* [TASK STATEMENT]: A verbatim copy of every record is required, and no pictures should be included.
----
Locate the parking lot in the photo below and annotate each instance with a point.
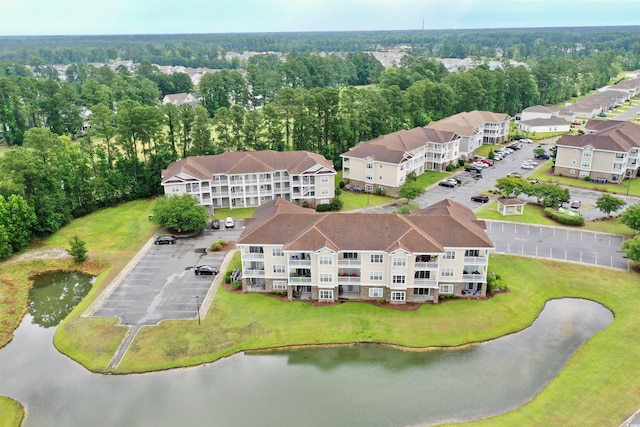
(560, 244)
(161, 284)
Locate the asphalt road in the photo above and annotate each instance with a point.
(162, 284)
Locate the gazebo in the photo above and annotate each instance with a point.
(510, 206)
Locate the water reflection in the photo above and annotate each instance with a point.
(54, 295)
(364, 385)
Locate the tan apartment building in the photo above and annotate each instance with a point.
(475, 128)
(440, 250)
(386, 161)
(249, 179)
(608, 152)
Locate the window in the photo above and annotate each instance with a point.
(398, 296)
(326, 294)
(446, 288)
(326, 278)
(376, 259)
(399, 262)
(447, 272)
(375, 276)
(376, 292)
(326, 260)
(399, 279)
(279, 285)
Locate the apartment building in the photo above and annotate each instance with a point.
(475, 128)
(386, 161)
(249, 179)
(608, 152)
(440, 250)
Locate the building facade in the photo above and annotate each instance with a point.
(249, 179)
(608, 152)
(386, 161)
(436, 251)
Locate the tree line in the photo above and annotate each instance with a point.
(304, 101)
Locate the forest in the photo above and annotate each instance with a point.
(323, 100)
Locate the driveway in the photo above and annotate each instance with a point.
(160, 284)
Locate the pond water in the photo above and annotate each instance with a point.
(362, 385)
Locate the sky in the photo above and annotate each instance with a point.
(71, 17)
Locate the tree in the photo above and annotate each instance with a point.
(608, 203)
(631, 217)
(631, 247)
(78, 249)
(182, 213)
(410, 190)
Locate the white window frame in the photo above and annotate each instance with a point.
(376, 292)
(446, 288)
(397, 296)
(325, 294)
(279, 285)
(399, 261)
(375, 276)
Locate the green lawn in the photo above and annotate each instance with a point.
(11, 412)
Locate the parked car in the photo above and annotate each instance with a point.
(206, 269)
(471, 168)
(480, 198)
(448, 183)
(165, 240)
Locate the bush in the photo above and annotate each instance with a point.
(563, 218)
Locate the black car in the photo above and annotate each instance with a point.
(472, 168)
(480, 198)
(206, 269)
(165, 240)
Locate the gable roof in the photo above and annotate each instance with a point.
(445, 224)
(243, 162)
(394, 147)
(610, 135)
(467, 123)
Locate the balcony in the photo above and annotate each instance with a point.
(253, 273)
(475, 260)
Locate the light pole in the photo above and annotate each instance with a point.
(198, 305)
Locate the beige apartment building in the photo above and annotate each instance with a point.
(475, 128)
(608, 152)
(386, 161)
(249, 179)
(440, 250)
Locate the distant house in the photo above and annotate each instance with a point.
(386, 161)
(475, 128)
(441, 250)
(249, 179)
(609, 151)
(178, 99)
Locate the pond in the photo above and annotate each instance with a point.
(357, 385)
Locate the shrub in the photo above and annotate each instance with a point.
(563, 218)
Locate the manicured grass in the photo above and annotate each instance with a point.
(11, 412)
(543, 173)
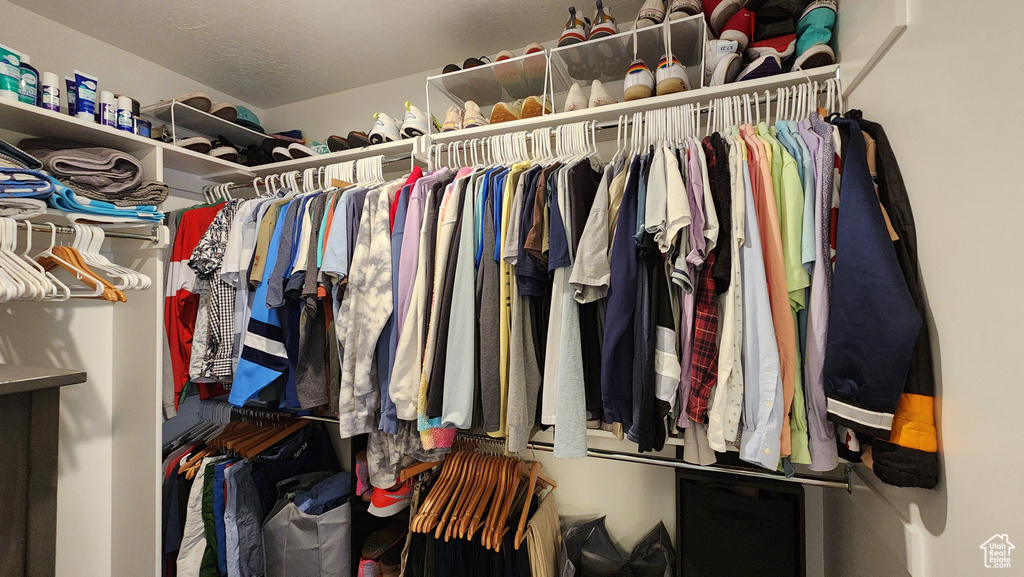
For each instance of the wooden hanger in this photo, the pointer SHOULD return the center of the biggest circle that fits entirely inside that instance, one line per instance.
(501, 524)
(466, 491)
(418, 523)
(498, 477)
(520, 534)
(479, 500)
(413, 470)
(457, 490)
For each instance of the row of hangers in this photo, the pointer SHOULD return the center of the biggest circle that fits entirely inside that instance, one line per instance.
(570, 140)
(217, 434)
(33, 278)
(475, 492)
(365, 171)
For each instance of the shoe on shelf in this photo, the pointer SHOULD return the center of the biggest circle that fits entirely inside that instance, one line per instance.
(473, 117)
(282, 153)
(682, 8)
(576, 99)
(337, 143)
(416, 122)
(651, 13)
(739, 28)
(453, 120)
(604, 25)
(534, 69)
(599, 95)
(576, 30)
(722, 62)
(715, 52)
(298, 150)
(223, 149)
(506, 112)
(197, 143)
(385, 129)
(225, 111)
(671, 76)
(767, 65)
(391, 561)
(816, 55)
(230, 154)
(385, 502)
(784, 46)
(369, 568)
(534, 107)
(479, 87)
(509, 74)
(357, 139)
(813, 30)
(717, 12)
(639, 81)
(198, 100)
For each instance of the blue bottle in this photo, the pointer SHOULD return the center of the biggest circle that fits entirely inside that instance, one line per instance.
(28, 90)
----
* [SOLUTION TO THIS PROBLEM]:
Locate the parking lot in the photo below and annotate each instance with a point.
(560, 244)
(161, 284)
Locate the asphalt road in the photo above and annotate each instance with a point.
(162, 284)
Locate the gazebo in the photo above and annotate each instance with a point.
(510, 206)
Locate the water reflection in the photo above and annotate each instance with a point.
(54, 295)
(364, 385)
Locate the tan apartment building in the photo above and annotate each instance with a point.
(475, 128)
(440, 250)
(386, 161)
(249, 179)
(608, 152)
Locate the window in the photo above and annotate each instance with a point.
(398, 296)
(326, 294)
(446, 288)
(326, 278)
(376, 259)
(399, 262)
(447, 272)
(375, 276)
(376, 292)
(326, 260)
(399, 279)
(279, 285)
Locate the apartment building in the photo above and annotate each instance with a point.
(475, 128)
(386, 161)
(249, 179)
(608, 152)
(440, 250)
Locate the building facade in the photo above and annotate each instance with a point.
(249, 179)
(608, 152)
(386, 161)
(436, 251)
Locate the tree line in the photo above and annotate each instance with a point.
(304, 101)
Locate the forest in the photo above and annotate each instance with a point.
(323, 100)
Locate the driveway in the photo above and annotate each instance with a point.
(160, 284)
Locate the pond water in the photo above and annotate each instance with a point.
(362, 385)
Locate the sky in the photo above and annotate each instance with a point.
(71, 17)
Locate the tree in the photo above and annotate each instance with a point.
(608, 203)
(631, 217)
(631, 247)
(78, 249)
(182, 213)
(410, 190)
Locate the white window frame in the photo above and annotate each instance with a point.
(376, 292)
(446, 288)
(397, 296)
(325, 294)
(279, 285)
(399, 261)
(375, 276)
Locate the green lawn in the photo above and annotate each instance with a point.
(11, 412)
Locate the parked car in the photo above and annotate each instance with a point.
(206, 269)
(471, 168)
(480, 198)
(448, 183)
(165, 240)
Locate the bush in the photo above and annotate each instance with a point.
(563, 218)
Locate the black car in the photo above and annotate each instance with a point.
(472, 168)
(480, 198)
(206, 269)
(165, 240)
Locate the gable roof in the photo above and annotate each instance with a point.
(445, 224)
(243, 162)
(394, 147)
(610, 135)
(467, 123)
Locate the balcony in the photo above and annotate each instance with a point.
(253, 273)
(475, 260)
Locate the light pole in the photo above and annotate each instance with a point.
(198, 305)
Locate the beige apartment building in the photo above and annotate each instance with a point.
(475, 128)
(608, 152)
(386, 161)
(249, 179)
(440, 250)
Locate the distant house in the photo above and annotate each instance with a point.
(386, 161)
(475, 128)
(441, 250)
(249, 179)
(609, 151)
(178, 99)
Locate the pond in the photo above and annotate each instance with a point.
(357, 385)
Locate the shrub in the photo above and annotate each instance with a point.
(563, 218)
Locate the manicured grass in the photo above and annotate each instance with a point.
(11, 412)
(543, 173)
For each instance of the wooden hanger in this photo, the pointer SHOULD return the center of the biggest circle that fits entirely inside that instance, one line per instance.
(501, 524)
(466, 491)
(418, 523)
(498, 477)
(520, 534)
(479, 500)
(413, 470)
(457, 490)
For each instance of the row of hangers in this photo, the pointer SHOULD return the center of the biggest circle that fits entirely inside that instance, one line per instance.
(570, 140)
(217, 434)
(33, 278)
(475, 492)
(365, 171)
For each instance of the shoe on shelf in this photo, the pointer SHOULD return the center of the biggest circle that fits entirely inside that instance, one line per instance.
(473, 117)
(282, 153)
(682, 8)
(576, 99)
(337, 143)
(416, 122)
(651, 13)
(739, 28)
(453, 120)
(604, 25)
(534, 69)
(599, 95)
(576, 30)
(722, 62)
(715, 52)
(298, 150)
(223, 149)
(506, 112)
(197, 143)
(385, 129)
(225, 111)
(671, 76)
(767, 65)
(391, 561)
(816, 55)
(230, 154)
(385, 502)
(784, 46)
(369, 568)
(534, 107)
(479, 87)
(509, 74)
(357, 139)
(813, 30)
(717, 12)
(639, 81)
(198, 100)
For each instance of the blue bottle in this photo, the pointer SHOULD return the center of the biggest circle that fits entirely inside that instance, one line per instance.
(28, 90)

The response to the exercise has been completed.